[Collected data]
* * * *

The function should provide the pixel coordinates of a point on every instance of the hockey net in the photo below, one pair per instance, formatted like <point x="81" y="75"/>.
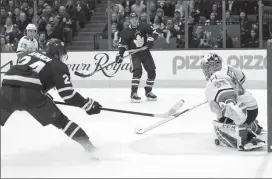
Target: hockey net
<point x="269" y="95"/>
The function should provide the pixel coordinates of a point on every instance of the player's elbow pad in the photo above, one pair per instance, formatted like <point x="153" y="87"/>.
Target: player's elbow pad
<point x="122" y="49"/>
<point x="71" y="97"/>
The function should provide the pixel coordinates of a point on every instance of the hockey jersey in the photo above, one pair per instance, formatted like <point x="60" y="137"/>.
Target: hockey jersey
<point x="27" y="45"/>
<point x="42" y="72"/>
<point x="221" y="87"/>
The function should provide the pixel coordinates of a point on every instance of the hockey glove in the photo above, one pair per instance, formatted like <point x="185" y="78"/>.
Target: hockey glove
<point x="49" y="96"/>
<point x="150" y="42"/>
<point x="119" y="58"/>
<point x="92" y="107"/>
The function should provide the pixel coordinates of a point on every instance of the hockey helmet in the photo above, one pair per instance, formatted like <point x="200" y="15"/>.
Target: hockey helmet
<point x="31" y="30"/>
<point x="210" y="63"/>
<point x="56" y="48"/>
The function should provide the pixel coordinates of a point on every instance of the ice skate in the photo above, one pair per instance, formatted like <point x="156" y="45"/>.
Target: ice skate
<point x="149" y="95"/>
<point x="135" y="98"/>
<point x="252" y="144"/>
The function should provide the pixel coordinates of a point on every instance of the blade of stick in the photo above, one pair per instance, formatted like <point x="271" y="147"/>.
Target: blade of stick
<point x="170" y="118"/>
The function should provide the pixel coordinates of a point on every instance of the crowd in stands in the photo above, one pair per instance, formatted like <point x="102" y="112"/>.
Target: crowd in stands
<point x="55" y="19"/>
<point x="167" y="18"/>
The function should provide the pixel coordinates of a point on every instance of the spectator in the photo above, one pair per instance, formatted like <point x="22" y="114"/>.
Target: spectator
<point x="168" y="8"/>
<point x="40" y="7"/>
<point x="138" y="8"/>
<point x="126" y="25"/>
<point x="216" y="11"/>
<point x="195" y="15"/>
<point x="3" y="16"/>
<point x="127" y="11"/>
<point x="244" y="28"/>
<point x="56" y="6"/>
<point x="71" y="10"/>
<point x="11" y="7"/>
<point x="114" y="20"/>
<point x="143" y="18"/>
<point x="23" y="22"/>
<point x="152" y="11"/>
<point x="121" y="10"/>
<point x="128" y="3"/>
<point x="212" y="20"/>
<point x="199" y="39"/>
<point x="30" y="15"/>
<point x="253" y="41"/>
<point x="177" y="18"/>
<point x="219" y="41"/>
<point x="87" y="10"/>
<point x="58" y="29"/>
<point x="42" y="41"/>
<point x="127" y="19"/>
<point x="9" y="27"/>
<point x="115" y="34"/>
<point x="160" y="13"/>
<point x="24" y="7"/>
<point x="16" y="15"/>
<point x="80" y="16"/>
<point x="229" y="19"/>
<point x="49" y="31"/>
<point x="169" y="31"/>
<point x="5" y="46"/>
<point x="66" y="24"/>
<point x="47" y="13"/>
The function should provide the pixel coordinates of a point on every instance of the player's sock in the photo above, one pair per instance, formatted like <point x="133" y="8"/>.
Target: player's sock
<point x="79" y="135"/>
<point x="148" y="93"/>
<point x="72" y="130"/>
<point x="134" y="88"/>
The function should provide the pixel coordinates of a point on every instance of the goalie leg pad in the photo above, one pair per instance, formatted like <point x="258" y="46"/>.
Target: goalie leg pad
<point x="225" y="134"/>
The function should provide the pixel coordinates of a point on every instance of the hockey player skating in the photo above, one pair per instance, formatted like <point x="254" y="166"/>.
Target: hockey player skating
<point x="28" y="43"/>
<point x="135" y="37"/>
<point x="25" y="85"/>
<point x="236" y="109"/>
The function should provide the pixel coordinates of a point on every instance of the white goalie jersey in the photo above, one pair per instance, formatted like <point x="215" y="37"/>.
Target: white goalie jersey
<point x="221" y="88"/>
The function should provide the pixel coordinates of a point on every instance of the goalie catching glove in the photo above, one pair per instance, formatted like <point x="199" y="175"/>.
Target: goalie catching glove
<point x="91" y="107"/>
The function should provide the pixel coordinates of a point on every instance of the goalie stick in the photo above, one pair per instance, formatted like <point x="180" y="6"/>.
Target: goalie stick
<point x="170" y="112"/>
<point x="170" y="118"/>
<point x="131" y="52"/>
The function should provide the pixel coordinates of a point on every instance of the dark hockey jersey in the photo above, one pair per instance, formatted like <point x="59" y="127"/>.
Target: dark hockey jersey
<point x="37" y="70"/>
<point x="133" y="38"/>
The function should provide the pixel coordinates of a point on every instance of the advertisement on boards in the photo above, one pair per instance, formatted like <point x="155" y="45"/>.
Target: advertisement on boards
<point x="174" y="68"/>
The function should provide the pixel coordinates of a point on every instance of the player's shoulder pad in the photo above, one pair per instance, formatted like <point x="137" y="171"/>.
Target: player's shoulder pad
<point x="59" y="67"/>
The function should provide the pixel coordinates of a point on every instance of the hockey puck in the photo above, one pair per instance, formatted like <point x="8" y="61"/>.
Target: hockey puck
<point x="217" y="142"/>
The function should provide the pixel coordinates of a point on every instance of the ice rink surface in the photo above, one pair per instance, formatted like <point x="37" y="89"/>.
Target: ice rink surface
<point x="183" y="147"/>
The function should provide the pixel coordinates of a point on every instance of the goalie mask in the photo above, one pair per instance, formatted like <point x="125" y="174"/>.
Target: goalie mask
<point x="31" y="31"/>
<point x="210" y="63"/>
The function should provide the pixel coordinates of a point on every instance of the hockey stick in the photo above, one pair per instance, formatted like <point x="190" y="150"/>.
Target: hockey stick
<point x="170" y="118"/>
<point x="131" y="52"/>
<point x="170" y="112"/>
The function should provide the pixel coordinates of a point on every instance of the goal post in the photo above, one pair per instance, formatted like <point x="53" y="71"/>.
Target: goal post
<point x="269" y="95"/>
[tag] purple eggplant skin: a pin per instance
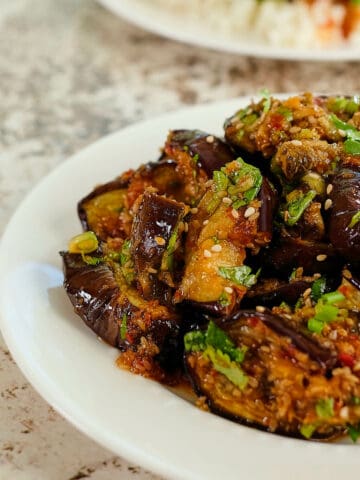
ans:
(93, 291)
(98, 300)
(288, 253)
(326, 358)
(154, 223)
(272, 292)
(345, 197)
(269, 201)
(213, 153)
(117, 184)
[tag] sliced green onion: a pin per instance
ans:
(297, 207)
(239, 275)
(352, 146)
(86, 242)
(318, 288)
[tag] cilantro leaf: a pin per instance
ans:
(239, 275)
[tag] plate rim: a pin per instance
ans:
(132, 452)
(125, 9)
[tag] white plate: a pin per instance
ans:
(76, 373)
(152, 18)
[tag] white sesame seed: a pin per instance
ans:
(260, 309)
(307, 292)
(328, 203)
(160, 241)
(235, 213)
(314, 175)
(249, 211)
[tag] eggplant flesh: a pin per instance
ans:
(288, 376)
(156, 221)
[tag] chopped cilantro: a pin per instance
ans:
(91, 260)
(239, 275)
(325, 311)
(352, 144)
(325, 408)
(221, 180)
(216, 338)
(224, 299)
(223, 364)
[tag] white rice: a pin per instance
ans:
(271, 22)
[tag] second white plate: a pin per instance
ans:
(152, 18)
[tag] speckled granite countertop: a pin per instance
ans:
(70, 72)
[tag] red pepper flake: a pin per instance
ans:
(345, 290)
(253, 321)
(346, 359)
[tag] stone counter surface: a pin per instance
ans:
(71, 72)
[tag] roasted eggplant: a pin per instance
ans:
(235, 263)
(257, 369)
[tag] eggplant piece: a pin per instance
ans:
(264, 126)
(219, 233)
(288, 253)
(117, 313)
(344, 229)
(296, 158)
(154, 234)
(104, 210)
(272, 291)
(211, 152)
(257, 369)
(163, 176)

* * * *

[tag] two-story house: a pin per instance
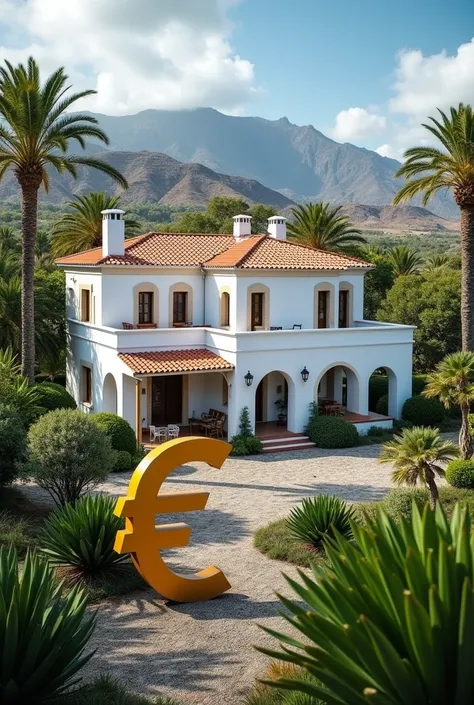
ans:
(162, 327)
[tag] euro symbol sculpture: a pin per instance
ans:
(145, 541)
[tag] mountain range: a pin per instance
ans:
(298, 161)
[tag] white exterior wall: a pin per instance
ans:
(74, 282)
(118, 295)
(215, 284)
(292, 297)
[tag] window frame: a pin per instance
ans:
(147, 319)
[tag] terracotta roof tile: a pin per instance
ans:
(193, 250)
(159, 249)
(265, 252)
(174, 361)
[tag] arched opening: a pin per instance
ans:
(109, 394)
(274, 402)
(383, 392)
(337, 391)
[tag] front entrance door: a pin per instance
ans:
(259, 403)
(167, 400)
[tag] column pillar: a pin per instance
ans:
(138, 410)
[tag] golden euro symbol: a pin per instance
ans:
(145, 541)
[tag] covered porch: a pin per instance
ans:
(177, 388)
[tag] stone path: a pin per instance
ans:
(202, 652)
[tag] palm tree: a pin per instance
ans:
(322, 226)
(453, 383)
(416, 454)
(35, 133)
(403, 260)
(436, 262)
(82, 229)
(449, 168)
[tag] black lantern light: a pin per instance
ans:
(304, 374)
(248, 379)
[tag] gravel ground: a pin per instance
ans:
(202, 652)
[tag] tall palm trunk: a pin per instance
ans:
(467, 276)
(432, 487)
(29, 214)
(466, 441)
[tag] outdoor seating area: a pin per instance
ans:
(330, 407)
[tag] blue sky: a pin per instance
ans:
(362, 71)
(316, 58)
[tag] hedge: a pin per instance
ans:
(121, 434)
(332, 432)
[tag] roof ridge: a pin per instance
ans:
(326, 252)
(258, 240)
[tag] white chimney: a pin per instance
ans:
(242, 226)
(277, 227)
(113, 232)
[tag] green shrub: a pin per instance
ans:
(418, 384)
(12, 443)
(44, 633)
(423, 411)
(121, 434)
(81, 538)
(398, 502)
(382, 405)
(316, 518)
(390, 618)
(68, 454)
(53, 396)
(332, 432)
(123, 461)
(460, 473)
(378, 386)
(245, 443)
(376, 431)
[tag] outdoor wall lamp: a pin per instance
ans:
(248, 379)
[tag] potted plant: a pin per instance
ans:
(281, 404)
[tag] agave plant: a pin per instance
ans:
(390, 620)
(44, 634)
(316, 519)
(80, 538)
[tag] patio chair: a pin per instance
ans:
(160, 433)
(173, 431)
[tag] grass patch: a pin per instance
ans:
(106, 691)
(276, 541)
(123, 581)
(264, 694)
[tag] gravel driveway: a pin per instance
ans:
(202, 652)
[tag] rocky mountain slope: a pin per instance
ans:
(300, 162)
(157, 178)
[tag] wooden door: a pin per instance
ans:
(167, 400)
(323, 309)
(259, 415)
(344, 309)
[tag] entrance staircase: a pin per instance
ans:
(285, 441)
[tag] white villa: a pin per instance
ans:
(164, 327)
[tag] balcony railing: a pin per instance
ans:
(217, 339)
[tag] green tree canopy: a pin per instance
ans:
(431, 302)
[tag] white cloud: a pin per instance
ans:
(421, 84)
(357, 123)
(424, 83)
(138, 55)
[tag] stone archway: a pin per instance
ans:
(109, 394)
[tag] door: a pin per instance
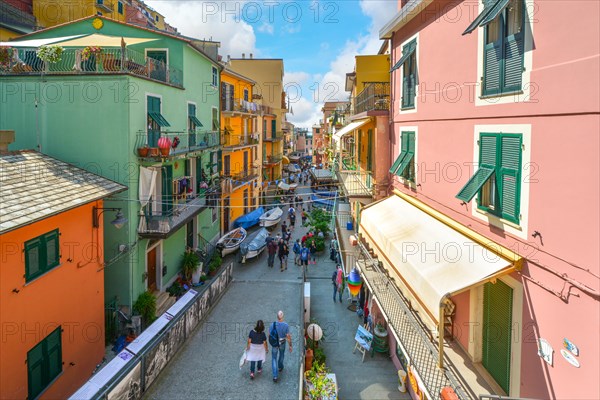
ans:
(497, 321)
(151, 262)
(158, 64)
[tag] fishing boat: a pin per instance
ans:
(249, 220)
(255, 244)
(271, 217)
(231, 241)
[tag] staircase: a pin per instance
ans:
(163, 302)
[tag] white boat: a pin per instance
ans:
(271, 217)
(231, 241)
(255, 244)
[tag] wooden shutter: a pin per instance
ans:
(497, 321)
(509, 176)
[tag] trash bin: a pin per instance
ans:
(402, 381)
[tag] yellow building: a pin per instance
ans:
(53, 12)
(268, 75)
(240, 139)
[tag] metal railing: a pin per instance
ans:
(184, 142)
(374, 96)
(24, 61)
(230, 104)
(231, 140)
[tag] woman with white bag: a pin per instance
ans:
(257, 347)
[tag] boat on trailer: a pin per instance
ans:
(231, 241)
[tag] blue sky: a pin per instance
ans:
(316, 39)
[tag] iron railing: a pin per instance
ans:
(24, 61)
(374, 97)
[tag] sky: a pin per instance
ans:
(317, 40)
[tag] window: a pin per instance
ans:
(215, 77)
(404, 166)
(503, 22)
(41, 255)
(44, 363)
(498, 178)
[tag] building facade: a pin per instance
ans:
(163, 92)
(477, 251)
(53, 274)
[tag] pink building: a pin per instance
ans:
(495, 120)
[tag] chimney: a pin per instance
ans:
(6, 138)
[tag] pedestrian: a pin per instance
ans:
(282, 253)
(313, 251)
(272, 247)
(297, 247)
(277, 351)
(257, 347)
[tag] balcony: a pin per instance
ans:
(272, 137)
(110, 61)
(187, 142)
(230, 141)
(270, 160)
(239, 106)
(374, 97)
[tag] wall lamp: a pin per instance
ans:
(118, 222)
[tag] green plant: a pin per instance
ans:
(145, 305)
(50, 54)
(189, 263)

* * * *

• _About this exercise_
In the records above, find each line that mentions the string "tree", then copy it.

• _Output for this task_
[tag] palm tree: a pin per instance
[tag] green tree canopy: a pin per instance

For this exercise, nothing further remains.